**WRITTEN EXERCISE**:
Copy the rows below without any changes, everything from the line containing "Reviewer note: check that each instance of the blue light" down to the line containing "[[271, 262]]", including both of those lines.

**********

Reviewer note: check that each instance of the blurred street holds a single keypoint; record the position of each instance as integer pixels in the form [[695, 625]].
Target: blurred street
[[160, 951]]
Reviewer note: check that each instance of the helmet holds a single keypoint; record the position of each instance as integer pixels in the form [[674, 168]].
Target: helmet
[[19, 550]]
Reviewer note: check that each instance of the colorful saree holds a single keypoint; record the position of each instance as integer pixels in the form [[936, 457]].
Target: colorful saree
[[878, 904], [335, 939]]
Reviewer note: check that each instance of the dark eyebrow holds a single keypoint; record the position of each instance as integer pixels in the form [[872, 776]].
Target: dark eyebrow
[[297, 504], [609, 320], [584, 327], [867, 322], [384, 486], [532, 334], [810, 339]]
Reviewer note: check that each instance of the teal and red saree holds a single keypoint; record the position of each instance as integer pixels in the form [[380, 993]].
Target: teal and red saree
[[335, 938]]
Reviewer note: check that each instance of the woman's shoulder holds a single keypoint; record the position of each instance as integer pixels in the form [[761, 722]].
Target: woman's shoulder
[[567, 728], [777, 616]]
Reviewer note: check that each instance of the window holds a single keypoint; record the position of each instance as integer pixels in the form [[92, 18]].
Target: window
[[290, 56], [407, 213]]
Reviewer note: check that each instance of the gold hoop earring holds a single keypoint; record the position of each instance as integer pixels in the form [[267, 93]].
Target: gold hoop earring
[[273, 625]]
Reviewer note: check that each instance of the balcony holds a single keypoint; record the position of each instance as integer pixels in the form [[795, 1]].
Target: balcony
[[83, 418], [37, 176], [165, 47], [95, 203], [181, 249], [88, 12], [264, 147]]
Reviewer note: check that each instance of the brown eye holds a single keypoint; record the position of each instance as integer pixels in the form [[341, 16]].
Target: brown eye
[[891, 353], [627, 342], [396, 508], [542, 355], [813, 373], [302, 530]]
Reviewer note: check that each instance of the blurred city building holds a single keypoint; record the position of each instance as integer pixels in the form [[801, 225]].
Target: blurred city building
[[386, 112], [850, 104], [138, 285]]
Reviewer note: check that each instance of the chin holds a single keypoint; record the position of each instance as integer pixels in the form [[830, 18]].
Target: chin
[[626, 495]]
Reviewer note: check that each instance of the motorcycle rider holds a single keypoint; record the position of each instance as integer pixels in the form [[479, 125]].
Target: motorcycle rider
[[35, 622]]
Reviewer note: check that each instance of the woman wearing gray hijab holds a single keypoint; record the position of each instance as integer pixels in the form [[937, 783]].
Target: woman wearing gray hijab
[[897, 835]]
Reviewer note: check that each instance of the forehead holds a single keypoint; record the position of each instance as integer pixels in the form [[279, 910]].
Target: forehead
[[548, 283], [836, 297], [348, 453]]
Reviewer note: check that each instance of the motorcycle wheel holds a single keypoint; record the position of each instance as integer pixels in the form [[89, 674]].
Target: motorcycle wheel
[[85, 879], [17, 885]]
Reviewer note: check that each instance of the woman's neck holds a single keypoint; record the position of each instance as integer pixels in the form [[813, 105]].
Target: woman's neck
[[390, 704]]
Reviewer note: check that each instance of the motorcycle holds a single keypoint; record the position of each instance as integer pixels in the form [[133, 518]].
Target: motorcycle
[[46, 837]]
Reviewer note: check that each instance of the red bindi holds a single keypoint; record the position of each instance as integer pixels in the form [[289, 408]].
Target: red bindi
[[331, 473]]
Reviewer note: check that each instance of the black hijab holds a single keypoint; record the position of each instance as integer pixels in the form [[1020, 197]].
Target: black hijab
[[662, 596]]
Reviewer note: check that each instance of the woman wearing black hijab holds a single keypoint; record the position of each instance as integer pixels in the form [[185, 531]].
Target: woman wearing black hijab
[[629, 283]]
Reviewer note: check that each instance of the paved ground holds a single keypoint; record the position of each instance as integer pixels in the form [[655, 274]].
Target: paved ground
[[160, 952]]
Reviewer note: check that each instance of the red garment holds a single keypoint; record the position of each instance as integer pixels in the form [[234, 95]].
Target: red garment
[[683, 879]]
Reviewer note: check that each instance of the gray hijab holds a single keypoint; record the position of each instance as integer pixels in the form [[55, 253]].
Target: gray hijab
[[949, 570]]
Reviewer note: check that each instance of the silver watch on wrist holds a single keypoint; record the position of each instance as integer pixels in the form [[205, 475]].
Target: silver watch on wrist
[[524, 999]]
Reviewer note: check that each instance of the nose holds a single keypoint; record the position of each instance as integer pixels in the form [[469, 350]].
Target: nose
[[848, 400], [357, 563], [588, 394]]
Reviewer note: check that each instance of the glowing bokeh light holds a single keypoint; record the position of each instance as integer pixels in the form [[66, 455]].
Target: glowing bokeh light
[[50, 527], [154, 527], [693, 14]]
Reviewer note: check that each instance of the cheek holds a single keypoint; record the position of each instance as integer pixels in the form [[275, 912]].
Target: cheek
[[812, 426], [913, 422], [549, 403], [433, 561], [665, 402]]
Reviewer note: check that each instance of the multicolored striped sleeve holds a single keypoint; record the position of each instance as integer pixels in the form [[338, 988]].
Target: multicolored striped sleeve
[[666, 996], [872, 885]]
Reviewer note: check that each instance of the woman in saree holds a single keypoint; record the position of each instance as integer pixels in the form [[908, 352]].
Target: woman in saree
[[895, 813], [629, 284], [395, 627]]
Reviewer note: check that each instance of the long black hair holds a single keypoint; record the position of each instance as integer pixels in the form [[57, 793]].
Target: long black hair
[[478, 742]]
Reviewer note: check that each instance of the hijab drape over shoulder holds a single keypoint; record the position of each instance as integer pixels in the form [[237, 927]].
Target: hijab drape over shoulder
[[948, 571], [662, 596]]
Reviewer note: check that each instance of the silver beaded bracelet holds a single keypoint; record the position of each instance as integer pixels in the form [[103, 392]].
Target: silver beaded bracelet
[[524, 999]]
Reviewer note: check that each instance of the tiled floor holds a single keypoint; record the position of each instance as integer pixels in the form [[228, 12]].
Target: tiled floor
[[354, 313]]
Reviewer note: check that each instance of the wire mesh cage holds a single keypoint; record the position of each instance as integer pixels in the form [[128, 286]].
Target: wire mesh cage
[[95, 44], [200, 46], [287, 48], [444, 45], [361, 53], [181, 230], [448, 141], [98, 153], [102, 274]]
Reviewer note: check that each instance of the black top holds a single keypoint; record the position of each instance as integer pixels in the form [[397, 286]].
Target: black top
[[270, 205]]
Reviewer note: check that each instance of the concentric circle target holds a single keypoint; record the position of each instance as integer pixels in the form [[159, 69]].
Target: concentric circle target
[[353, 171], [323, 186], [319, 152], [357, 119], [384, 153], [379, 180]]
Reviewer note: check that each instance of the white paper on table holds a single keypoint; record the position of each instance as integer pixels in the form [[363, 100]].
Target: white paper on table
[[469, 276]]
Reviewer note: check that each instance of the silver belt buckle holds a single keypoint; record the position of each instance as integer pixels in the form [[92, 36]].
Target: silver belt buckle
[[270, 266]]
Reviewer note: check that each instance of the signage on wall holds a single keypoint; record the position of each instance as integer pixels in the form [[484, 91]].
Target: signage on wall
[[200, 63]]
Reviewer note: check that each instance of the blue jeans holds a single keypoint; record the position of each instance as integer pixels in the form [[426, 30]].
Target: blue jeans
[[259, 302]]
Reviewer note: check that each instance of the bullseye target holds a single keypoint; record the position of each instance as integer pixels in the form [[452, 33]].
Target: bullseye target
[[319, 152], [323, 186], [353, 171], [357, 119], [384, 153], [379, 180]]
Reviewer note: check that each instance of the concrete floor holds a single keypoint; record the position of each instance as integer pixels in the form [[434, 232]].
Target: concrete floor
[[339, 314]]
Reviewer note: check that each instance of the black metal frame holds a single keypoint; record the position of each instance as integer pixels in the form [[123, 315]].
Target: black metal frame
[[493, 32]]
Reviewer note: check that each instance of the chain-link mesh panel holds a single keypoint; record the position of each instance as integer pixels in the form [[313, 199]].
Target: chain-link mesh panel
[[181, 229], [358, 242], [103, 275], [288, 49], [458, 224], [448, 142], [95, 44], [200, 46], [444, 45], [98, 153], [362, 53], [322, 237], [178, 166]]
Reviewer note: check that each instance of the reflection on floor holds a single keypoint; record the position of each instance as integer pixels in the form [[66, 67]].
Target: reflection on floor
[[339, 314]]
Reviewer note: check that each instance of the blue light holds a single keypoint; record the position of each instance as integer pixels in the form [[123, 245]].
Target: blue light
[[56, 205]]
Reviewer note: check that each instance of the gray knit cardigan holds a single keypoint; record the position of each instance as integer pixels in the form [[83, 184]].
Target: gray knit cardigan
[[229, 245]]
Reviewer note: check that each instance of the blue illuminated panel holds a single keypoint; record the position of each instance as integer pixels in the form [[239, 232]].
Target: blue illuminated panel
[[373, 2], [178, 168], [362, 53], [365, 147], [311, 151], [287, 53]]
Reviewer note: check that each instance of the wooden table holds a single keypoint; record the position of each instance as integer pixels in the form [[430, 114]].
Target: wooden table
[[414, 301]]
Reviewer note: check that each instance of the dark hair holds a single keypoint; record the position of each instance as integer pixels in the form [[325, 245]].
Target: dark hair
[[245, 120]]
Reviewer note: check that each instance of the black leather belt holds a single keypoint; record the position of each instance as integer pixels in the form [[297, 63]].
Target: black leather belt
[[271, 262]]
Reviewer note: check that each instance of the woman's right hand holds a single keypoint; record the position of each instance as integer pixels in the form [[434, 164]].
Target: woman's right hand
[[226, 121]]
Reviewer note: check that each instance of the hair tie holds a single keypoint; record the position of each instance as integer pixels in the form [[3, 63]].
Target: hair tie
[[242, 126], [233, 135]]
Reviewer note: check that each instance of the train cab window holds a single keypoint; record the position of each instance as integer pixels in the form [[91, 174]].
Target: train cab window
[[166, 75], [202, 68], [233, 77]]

**********

**TASK SOLUTION**:
Reviewer note: check that each instance of the blue light holds a single keypoint; record the position of each instance as integer pixels in the form [[123, 245]].
Target: blue light
[[56, 205]]
Reviewer note: check that each instance of the gray knit cardigan holds a single keypoint; record the position of each instance as integer pixels in the form [[83, 184]].
Target: gray knit cardigan
[[229, 245]]
Reviewer note: check that each instance of the blue illuminated panel holds a single keypoint; record the position of each instance as integer pixels in the form [[239, 232]].
Target: blue illuminated panel
[[373, 2], [178, 168], [362, 53], [365, 147], [311, 151], [287, 53]]
Reviewer note: check that each instance of the wooden table holds a single keypoint; record the position of each instance as integer pixels in the form [[430, 114]].
Target: wooden table
[[414, 301]]
Reviewer note: check that each instance of the dark hair holds a single keypoint; record the position of each instance as integer pixels in the form [[325, 245]].
Target: dark hair
[[245, 120]]
Reviewer note: check that each instance of the black leather belt holds a single keypoint; record the position of each instance as integer pixels in the form [[297, 63]].
Target: black leather belt
[[271, 262]]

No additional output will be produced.